▶ _Stated task_
Take the entries below and reproduce them word for word.

===== Data for this task =====

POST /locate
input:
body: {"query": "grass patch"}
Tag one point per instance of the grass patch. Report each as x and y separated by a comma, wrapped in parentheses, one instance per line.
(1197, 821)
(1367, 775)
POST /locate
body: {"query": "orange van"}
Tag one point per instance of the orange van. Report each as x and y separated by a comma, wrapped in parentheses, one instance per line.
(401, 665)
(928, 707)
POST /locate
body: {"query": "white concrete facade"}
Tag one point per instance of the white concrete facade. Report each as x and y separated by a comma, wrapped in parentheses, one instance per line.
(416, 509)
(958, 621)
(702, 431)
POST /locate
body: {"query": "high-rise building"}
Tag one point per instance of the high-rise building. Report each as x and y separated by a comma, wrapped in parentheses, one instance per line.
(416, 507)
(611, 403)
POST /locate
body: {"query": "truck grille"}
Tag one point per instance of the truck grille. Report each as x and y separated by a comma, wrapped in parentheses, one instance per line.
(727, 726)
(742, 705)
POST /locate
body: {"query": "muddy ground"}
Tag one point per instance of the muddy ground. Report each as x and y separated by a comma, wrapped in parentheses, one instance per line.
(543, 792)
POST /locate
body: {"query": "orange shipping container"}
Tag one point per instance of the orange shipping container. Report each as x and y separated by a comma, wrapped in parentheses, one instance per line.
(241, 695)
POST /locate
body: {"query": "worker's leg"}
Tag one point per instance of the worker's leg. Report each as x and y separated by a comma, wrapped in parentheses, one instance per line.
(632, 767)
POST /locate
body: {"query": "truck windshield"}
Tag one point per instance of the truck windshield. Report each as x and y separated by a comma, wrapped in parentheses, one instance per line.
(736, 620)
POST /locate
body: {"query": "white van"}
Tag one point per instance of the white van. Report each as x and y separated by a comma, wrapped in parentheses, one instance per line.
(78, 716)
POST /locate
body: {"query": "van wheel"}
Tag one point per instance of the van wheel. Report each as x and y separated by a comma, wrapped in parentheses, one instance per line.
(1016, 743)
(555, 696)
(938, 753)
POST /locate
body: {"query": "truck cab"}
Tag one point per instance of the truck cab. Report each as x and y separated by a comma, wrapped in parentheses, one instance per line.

=====

▶ _Completed exercise_
POST /locate
input:
body: {"query": "grass patch"}
Tag one point per instance of the grass patch. Report each as x and y separated by a comma, wrapped in parentheses, one instance per line.
(1197, 821)
(1367, 775)
POST /locate
body: {"query": "orange van"}
Tag one point per instance of the orange van. Report each as x and y separated by a comma, wrapped in parentheses, one instance per line.
(401, 665)
(928, 707)
POST /locate
body: {"query": "white concrete facade"}
Tag one point per instance of the white concrete facade. Report each as x and y separated by a comma, wrapped in parentheses, one instance per line.
(416, 509)
(958, 621)
(702, 431)
POST /locate
body: {"query": "high-rise building"}
Tag one point per instance of the high-rise building. Report each as x and y separated by a comma, wrapped in parentheses, one instance per line.
(416, 507)
(611, 403)
POST /locate
body: {"query": "truck grille"}
Tag one point per instance of the truck grille. Report each as x and y separated by a comma, wrapped in parentheses, one instance per line.
(727, 726)
(742, 705)
POST /locate
body: {"query": "muddy ground"}
Tag one point per instance of the muddy ground. Report each as x and y separated by a comma, wrapped in parentheses, one instance per line.
(543, 792)
POST /locate
body: {"query": "orange shipping container"}
Tag one point per instance of the orange shipping container. Report each as x and y separated by a comma, wrapped in parentheses, one instance per line.
(241, 695)
POST /locate
body: {"query": "worker's leg"}
Tag one point per instance of the worker's leg. Report each as x and y separated by a comma, wrapped in parentheses, one instance per line.
(632, 767)
POST /locate
body: {"query": "truck windshield"}
Tag one point per instance of the truck windshield. Report each as x and y separated by a comma, wrapped in parentheses, one instance per line.
(736, 620)
POST /locate
body: {"query": "white van"}
Tag one point per instance of the white van. Report each as x and y separated by a comma, wrapped in parentheses, one instance per line.
(78, 716)
POST /locate
body: {"query": "van wheel"}
Tag one point per instance of the van wheel. Report each as x and y separated by a comma, wrapped in parentheses, one instance per line.
(1016, 743)
(555, 696)
(938, 753)
POST /locate
body: {"query": "truck cab"}
Tag one point per instance of the truck cab. Report each as x and y separated by a comma, wrapped in parentheses, one instance per line.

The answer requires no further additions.